Source: https://www.force11.org/datacitation

Data Set Citing Basics

Basic Items to Include:

  • Author: Name of the individual, group, or organization responsible for the creation of the data set.
  • Title: Name of the data set.
  • Format: Notation that this is a data set as opposed to a journal article, book, or website.
  • Location: City/State of the organization/institution that produced the data set.
  • Date: Year the data set was released/published. Also, in some cases, the date you accessed the data set.
  • Version: If multiple versions of the data set are available, include the version number of the data set you used.
  • Unique Identifier: A unique identifier to link back to the specific data set (examples include: DOI, PURL, repository ID number, etc.).
  • Distributor: Name of the organization/site providing access to the data set.

The order and formatting of these pieces of information will vary according to different citation styles, journal publishers, and data repositories.

DATA SET CITATION EXAMPLES

APA

Format:

Author/Rightsholder. (Year). Title of data set (Version number) [Description of form]. Location: Name of producer.

or

Author/Rightsholder. (Year). Title of data set (Version number) [Description of form]. Retrieved from http://

Example:

Advanced Cooperative Arctic Data and Information Service (ACADIS). (2010). LiDAR (DEM) NIMS grid Barrow, Alaska 2010. [Data set]. Retrieved from:https://www.aoncadis.org/dataset/lidar_dem_nims_grid_barrow_alaska_2010.html

Example:

Zhang, G., Parker, P., Li, B., Li, H., & Wang, J. (2012). The genome of Darwin’s Finch (Geospiza fortis). GigaScience. [Data set]. doi: 10.5524/100040

See more information from the APA Style Blog here: http://blog.apastyle.org/apastyle/2013/12/how-to-cite-a-data-set-in-apa-style.html

Note: Some data sources will provide additional citation information and help.

MLA

Format:

MLA has not yet developed specific rules for dataset citations, so follow the rules for a general website.

Example:

Tweedie, Craig. E., and Steven Oberbauer. Kite Aerial Photography NIMS Grid Barrow, Alaska 2013. (Data set). Barrow, AK: Advanced Cooperative Arctic Data and Information Service, 2010. Web. 7 Apr. 2014. <https://www.aoncadis.org/dataset/kite_aerial_photography_nims_grid_barrow_alaska_2013.html>

Example:

Zhang, G., D. Lambert, and J. Wang. Genomic Data from Adelie Penguin (Pygoscelis adeliae). (Data set). Gigascience, 2011. Web. 17 Apr. 2014. <http://dx.doi.org/10.5524/100006>

Note: Some data sources will provide additional citation information and help.

┄┄┄┄┄┄┄┄┄┄┄┄┄┄┄┄┄┄┄┄

Work order -
Repeat word for word the part of the page on citing data sets starting with "Zhang, G., Parker, P., Li, B., Li, H., &" and going on through "a general website.".

┄┄┄┄┄┄┄┄┄┄┄┄┄┄┄┄┄┄┄┄

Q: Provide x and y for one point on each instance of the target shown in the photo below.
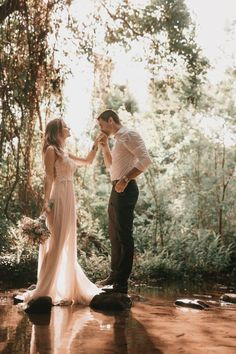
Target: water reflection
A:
(74, 329)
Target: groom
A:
(127, 159)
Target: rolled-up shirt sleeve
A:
(135, 144)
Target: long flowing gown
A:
(59, 274)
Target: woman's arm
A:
(49, 162)
(90, 157)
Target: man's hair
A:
(109, 113)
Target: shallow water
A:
(154, 325)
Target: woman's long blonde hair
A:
(52, 132)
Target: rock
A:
(40, 319)
(137, 297)
(194, 304)
(18, 299)
(111, 302)
(42, 304)
(229, 297)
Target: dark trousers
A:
(121, 216)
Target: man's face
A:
(105, 127)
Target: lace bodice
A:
(65, 168)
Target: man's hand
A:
(120, 185)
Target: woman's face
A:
(65, 131)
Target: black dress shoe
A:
(122, 289)
(108, 281)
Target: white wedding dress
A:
(59, 274)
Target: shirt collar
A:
(119, 132)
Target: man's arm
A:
(106, 151)
(135, 144)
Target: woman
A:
(59, 274)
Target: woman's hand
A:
(102, 139)
(47, 207)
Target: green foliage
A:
(185, 255)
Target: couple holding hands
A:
(59, 274)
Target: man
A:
(127, 160)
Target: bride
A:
(59, 274)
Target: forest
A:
(185, 223)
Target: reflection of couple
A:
(59, 274)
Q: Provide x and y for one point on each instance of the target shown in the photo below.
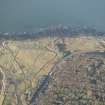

┄┄┄┄┄┄┄┄┄┄┄┄┄┄┄┄┄┄┄┄

Answer space -
Zhang, G., Parker, P., Li, B., Li, H., & Wang, J. (2012). The genome of Darwin’s Finch (Geospiza fortis). GigaScience. [Data set]. doi: 10.5524/100040

See more information from the APA Style Blog here: http://blog.apastyle.org/apastyle/2013/12/how-to-cite-a-data-set-in-apa-style.html

Note: Some data sources will provide additional citation information and help.

MLA

Format:

MLA has not yet developed specific rules for dataset citations, so follow the rules for a general website.